* Assignment:
Your output should be the line with "Examine the screenshot above and tell me: where is the distant" followed by every remaining line of the entries, reproduced exactly.
= = = =
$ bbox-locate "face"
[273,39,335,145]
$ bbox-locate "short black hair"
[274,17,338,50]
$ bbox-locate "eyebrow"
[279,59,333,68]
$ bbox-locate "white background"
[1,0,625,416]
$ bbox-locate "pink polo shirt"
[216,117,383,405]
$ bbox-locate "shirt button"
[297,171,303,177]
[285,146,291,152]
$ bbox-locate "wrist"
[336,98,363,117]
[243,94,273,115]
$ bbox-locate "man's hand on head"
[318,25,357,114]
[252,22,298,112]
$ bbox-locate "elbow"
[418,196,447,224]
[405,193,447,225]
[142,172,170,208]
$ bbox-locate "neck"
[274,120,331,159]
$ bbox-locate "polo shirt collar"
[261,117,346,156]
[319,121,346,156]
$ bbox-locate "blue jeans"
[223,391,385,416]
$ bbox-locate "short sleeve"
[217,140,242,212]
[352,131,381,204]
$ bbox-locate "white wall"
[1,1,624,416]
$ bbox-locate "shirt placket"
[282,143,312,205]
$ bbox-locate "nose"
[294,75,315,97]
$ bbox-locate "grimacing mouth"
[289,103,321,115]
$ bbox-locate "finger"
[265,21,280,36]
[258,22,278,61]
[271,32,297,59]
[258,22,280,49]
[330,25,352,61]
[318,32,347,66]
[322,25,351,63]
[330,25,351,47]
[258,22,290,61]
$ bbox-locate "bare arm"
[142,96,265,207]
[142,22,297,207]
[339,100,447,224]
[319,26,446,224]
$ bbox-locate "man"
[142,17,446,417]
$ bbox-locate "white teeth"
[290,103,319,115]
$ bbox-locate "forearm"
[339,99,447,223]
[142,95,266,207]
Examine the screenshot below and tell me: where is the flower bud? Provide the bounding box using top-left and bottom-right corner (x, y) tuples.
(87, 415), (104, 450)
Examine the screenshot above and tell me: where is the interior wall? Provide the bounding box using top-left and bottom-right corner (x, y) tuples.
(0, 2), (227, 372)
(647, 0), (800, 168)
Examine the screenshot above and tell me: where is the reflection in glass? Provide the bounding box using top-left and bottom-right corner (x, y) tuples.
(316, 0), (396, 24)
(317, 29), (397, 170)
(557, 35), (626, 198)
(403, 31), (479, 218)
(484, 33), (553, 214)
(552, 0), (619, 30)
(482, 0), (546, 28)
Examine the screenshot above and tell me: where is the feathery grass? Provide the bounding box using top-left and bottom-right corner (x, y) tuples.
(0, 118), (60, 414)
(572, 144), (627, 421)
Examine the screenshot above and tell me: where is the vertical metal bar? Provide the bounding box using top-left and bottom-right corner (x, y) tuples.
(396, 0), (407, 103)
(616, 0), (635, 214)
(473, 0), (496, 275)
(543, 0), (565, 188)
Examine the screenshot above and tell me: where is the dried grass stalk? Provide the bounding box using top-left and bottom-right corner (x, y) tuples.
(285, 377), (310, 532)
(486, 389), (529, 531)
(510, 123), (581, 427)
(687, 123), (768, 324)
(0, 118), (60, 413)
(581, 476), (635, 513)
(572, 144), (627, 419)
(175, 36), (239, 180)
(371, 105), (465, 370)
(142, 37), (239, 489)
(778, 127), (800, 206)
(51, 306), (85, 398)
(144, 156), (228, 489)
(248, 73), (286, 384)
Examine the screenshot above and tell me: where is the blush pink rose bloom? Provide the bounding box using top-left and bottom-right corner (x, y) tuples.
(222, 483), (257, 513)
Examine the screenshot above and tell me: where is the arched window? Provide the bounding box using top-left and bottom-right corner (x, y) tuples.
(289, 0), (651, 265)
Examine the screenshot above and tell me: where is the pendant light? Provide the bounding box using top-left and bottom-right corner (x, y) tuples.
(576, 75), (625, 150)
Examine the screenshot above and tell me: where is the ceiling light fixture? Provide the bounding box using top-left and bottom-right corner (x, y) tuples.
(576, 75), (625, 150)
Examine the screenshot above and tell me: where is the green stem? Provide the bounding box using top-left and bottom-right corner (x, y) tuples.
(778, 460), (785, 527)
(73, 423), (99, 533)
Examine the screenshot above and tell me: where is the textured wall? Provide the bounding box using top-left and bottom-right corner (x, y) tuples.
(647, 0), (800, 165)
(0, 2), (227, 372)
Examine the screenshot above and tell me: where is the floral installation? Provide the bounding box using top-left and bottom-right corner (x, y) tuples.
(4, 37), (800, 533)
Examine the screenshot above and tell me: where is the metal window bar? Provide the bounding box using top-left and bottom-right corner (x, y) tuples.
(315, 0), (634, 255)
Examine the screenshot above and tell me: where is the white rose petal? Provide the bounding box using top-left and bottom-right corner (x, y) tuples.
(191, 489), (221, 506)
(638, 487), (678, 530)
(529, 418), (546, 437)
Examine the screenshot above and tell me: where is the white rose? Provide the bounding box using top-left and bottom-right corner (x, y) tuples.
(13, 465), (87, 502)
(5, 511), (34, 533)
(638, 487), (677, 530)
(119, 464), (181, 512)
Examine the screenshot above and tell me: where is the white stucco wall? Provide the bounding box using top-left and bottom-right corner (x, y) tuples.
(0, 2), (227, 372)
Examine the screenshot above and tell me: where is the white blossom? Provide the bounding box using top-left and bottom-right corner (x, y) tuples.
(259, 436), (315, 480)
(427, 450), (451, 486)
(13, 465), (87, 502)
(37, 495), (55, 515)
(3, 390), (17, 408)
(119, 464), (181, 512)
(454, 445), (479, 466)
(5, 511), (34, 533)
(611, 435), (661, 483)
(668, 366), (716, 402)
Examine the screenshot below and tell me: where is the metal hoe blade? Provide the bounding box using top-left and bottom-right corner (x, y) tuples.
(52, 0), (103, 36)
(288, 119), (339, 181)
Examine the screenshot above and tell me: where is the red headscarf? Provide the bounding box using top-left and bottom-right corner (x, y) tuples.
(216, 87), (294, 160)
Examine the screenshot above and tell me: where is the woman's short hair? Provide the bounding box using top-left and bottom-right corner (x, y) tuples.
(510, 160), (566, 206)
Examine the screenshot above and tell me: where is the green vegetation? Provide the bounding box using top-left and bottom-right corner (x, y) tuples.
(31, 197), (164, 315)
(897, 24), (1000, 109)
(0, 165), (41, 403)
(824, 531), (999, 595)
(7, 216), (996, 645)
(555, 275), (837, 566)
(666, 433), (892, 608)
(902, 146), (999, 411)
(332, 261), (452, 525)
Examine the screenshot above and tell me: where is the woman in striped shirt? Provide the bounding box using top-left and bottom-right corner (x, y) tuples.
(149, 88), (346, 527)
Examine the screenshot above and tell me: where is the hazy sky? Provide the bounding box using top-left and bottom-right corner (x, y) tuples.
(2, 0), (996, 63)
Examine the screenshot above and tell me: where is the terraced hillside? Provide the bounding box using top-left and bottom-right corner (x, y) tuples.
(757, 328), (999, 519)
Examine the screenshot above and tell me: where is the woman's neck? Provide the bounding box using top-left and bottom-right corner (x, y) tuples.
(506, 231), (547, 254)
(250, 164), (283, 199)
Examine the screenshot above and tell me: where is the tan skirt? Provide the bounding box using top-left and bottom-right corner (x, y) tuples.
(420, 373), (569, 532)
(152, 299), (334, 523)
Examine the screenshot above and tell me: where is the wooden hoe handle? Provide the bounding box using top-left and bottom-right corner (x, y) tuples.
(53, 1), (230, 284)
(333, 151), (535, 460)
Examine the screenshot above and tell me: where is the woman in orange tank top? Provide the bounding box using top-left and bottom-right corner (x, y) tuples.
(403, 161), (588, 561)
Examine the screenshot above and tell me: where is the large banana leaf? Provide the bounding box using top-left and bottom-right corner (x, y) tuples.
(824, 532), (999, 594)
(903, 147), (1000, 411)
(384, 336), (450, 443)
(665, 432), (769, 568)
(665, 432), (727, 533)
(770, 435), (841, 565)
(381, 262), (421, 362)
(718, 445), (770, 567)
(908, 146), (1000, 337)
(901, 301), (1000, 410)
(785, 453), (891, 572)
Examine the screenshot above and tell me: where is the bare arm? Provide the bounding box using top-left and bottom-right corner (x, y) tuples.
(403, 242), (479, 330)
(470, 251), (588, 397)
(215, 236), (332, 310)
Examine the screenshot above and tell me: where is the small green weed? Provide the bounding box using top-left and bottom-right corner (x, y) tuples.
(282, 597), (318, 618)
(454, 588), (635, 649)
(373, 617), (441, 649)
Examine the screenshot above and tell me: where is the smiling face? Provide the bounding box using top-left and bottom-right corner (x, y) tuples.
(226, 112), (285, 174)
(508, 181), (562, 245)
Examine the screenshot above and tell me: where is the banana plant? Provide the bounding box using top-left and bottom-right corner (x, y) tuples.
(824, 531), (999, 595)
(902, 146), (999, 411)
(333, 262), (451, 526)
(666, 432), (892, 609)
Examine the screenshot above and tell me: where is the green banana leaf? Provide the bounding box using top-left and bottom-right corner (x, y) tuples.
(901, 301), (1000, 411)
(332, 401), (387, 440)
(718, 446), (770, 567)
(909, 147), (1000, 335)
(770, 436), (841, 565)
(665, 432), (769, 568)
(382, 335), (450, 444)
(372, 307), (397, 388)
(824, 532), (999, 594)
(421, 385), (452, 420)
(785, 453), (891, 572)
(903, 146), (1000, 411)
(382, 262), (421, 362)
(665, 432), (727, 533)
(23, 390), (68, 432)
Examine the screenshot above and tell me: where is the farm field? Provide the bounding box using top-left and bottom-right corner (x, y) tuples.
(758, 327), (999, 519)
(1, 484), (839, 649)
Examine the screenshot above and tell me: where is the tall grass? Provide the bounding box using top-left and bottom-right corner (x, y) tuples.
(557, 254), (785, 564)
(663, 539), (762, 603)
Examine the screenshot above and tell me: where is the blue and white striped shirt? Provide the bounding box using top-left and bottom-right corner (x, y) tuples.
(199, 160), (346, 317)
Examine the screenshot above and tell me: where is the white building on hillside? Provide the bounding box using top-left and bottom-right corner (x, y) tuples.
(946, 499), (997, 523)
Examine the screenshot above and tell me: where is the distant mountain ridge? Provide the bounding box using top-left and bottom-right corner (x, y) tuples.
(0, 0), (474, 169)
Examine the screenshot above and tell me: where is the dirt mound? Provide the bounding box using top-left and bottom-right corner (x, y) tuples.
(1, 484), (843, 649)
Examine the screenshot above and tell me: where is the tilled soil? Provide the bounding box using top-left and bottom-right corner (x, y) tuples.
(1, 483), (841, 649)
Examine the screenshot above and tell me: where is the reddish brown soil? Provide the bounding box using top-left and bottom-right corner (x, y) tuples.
= = = =
* Reply to the exercise:
Examine the screenshot above and tell me: where is the distant mountain ridge? Provide the bounding box using top-left and bottom-right corner (x, y) tuples.
(0, 0), (474, 169)
Examine the screenshot above and tell me: where is the dirt mound? Provide the bounding box using top-left and bottom-right corner (x, y) tuples.
(1, 484), (843, 649)
Examine the screenshot above and tell me: where is the tilled soil? Provide the bounding box using top-left and bottom-right corner (x, y) tuples.
(1, 483), (841, 649)
Examine the screenshot above and tell me: where is the reddish brown soil? Provide the bounding box using top-left and bottom-right corner (x, y) tuples.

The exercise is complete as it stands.